## [TEXT TO READ]
>>
You can certainly start with a very worthwhile and yet affordable investment on a Nikon 50mm f1.8 lens (at about $110 US) - but this lens won't autofocus with your camera. Alternatively, you can also consider the 35mm f1.8 DX which will autofocus with your D5000 but this lens may be too wide for great looking portraits. The 18-200 lens is very versatile and can make a decent portrait lens but it will not give you the sharpness of the other two. So it really depends on how serious you are in taking portraits as there are other great but rather costly lenses like the 85mm primarily used for portraits.

Philip Tam , Dec 04, 2010; 01:13 a.m.

The Nikon 50mm 1.4 AF-S is $440'ish.

Roman Thorn , Dec 04, 2010; 01:33 a.m.

How tight do you want the Portraits? What kind of a working distance would you like. Anything from 50 - 85mm work well. Not sure about the D5000 but my likes are:
nikon 50 1.8 Ai
Voightlander 58 1.4
Nikon 60 micro
Nikon 85 1.8

Vince Passaro , Dec 04, 2010; 02:43 a.m.

Kristin, first, for your portrait lens, given the sub-set of lenses that autofocus on the D5000, the clear choice is the 50/1.4 AF-S. It's a really good lens and will serve many purposes for you, not least how to walk around with one focal length, a prime lens, and see the world and your own body positioning in a way that allows you to get the pictures you want. Having a 50mm even with the 1.5 crop camera teaches you an enormous amount.
<<
[Items from a data source]
>>
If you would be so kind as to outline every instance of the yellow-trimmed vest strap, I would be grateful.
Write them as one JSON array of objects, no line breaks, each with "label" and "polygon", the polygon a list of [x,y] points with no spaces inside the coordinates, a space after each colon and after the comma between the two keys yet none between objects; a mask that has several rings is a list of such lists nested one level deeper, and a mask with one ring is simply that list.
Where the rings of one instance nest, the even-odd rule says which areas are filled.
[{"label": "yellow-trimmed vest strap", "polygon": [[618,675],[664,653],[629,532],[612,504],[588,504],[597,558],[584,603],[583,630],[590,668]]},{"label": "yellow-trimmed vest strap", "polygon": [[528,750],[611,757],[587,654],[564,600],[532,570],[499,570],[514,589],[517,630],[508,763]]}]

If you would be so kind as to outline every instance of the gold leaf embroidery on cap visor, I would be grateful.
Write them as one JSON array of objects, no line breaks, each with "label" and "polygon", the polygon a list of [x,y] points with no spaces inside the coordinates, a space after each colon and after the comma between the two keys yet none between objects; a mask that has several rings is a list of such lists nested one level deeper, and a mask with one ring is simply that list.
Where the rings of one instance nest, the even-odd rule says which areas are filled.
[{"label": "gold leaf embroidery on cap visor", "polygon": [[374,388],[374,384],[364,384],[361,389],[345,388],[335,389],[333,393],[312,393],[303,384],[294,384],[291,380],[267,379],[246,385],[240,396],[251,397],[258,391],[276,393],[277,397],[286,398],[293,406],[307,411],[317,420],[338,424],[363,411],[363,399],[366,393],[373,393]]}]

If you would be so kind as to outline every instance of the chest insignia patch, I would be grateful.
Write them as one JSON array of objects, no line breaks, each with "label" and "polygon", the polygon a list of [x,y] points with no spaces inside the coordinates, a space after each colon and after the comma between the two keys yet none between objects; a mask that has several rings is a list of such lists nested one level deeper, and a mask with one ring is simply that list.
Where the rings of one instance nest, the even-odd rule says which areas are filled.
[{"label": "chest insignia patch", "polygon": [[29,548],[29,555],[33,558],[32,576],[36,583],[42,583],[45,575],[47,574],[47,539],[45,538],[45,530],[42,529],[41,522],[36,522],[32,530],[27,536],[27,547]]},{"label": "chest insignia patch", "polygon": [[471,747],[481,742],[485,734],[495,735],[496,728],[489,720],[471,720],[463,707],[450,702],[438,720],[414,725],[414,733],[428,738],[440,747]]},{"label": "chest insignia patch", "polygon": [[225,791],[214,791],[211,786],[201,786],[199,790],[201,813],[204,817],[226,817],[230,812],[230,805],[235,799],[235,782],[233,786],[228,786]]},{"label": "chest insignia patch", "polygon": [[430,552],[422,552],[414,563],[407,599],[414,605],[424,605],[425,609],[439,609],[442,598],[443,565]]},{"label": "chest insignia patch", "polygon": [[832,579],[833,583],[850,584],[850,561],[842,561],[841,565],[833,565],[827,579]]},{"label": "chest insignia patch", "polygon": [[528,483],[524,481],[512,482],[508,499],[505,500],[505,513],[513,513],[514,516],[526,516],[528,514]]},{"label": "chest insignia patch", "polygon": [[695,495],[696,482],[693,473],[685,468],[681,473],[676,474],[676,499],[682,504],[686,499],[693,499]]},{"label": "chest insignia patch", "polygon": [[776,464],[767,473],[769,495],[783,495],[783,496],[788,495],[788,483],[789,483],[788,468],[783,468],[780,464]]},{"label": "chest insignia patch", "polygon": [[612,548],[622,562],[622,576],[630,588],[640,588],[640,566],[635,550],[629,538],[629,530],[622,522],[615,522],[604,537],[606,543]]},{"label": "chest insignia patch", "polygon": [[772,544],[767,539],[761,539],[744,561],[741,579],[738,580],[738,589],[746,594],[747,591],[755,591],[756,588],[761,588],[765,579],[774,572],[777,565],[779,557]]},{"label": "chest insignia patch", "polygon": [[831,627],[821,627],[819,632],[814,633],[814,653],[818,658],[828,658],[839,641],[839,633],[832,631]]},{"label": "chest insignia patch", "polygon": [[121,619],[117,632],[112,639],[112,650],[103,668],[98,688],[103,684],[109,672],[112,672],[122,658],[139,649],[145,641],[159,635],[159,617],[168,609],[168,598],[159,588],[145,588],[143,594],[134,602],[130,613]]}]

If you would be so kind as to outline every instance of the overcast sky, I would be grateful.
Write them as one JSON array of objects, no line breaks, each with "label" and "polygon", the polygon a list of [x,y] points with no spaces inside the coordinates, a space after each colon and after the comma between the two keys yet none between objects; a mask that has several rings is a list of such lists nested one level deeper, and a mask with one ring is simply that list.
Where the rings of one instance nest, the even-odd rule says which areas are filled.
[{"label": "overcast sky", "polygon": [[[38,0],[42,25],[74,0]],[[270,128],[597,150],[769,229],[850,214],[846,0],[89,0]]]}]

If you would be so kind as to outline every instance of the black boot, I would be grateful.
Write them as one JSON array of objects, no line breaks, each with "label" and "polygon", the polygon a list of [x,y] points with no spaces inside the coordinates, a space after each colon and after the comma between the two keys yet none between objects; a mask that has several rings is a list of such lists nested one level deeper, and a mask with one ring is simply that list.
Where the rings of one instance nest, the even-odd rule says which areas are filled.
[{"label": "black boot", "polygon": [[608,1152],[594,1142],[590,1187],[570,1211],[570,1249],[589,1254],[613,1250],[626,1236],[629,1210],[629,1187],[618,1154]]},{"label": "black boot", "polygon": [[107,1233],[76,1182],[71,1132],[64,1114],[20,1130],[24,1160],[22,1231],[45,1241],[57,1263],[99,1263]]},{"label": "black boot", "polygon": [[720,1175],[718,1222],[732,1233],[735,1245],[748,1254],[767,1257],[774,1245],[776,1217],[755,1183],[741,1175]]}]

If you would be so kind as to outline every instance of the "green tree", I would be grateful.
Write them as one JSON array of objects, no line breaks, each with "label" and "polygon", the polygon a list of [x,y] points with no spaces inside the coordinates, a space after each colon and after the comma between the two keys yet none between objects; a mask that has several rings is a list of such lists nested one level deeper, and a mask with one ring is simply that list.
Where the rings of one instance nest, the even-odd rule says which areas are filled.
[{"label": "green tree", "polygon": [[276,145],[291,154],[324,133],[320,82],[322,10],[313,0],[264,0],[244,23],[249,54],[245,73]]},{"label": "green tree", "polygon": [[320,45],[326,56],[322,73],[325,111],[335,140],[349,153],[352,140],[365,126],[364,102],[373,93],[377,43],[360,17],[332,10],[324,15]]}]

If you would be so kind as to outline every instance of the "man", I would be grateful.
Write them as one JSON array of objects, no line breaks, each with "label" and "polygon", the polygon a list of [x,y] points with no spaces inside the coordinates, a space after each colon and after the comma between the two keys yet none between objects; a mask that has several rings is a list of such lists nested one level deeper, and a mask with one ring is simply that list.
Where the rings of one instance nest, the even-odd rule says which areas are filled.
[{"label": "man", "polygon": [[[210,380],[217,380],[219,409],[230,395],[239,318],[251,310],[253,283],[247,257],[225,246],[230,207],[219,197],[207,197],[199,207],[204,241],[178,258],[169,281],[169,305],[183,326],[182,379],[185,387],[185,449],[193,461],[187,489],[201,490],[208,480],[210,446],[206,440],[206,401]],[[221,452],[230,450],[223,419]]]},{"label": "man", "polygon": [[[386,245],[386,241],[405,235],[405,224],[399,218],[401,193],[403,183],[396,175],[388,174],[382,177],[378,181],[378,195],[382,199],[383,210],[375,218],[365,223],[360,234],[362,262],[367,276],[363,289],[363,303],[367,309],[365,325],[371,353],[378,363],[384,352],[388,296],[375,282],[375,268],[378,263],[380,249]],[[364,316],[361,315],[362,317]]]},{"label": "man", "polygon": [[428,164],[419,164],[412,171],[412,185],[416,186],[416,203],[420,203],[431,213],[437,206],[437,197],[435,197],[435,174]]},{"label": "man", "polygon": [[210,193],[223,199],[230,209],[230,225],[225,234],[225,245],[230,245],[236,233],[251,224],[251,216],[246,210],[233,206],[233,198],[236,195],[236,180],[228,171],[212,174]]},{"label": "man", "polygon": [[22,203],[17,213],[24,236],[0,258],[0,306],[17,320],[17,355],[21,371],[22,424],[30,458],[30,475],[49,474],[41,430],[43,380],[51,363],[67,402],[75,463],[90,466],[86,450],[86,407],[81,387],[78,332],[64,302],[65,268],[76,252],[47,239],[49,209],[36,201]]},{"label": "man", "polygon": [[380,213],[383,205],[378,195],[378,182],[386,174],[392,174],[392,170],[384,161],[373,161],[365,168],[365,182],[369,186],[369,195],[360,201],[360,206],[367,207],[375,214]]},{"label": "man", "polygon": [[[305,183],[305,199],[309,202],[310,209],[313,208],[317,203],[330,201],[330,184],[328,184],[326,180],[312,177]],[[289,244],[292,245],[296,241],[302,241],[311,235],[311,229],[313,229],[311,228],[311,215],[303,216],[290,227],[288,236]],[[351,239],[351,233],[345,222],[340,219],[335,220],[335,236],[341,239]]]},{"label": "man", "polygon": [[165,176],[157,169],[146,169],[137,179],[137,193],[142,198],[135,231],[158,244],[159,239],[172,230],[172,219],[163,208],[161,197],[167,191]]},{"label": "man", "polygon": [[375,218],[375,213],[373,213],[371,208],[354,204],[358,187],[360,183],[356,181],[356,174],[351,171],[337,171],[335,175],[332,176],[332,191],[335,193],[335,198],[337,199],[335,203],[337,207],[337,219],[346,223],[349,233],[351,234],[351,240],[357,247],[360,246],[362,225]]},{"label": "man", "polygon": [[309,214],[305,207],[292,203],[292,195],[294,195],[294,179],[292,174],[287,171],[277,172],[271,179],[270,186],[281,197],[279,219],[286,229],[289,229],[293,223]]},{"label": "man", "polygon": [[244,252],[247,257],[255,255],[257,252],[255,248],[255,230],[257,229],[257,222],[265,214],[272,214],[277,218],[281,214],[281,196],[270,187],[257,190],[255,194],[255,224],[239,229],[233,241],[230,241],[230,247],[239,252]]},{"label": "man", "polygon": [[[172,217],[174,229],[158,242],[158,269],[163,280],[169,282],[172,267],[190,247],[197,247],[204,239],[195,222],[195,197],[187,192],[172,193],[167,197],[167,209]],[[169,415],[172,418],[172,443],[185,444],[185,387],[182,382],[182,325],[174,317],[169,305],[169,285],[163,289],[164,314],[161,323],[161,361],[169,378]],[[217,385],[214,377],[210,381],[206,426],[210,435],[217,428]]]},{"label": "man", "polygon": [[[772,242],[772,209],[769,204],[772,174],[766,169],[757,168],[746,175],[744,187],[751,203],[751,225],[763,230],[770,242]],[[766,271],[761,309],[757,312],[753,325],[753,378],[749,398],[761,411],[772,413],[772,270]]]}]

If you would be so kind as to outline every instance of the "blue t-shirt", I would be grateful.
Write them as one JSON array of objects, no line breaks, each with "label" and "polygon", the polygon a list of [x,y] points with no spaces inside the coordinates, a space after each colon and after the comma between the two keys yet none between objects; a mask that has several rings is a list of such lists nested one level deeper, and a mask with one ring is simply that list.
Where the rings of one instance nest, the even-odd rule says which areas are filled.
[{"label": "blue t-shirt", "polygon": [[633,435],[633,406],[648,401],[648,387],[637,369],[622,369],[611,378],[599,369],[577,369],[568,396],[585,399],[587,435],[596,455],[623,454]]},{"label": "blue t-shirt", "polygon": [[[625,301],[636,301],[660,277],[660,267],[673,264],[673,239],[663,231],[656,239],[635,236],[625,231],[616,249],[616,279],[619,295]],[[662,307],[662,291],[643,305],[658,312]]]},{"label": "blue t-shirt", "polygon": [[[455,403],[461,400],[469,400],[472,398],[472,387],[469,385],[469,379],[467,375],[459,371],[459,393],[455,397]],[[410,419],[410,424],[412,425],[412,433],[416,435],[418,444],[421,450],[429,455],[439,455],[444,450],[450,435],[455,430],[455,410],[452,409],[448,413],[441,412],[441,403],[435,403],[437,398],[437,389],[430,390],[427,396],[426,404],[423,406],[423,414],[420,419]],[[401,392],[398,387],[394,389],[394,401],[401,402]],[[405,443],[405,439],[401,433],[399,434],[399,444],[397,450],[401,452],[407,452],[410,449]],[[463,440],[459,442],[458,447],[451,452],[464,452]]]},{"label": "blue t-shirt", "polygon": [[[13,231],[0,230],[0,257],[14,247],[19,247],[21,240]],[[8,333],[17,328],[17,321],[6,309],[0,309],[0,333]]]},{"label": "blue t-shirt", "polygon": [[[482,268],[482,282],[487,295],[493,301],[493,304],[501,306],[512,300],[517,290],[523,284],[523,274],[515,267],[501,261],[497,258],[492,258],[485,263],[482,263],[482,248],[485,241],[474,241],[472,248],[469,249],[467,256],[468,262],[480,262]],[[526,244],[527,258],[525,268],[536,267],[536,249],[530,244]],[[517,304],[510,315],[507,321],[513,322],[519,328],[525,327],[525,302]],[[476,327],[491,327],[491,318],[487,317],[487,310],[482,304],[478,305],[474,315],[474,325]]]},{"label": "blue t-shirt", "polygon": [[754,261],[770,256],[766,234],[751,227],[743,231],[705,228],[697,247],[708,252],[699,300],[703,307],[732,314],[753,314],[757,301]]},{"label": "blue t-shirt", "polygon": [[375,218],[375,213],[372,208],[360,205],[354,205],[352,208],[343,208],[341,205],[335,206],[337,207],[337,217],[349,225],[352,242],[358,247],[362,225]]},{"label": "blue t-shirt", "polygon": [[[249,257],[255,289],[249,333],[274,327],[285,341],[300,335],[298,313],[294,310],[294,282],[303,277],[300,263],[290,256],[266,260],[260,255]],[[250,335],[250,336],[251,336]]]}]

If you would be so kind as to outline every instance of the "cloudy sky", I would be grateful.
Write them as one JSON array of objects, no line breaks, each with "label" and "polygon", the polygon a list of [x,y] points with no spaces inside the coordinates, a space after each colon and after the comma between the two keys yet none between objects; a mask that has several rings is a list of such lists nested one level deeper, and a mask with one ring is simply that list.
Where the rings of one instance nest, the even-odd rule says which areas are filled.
<<
## [GIVEN PROBLEM 1]
Determine whether each statement agrees with the lens discussion. For each, answer yes or no and quote the deciding words from the lens discussion: (a) The Nikon 50mm f1.8 lens will autofocus with the D5000. (b) The 35mm f1.8 DX will autofocus with the D5000. (c) The Nikon 50mm 1.4 AF-S costs about $110.
## [GIVEN PROBLEM 2]
Copy the passage of the lens discussion from "The Nikon 50mm" to "2010; 02:43 a.m.".
The items were obtained from a separate source.

## [TASK RESULT 1]
(a) No: "but this lens won't autofocus with your camera."
(b) Yes: "the 35mm f1.8 DX which will autofocus with your D5000"
(c) No: "The Nikon 50mm 1.4 AF-S is $440'ish."

## [TASK RESULT 2]
The Nikon 50mm 1.4 AF-S is $440'ish.

Roman Thorn , Dec 04, 2010; 01:33 a.m.

How tight do you want the Portraits? What kind of a working distance would you like. Anything from 50 - 85mm work well. Not sure about the D5000 but my likes are:
nikon 50 1.8 Ai
Voightlander 58 1.4
Nikon 60 micro
Nikon 85 1.8

Vince Passaro , Dec 04, 2010; 02:43 a.m.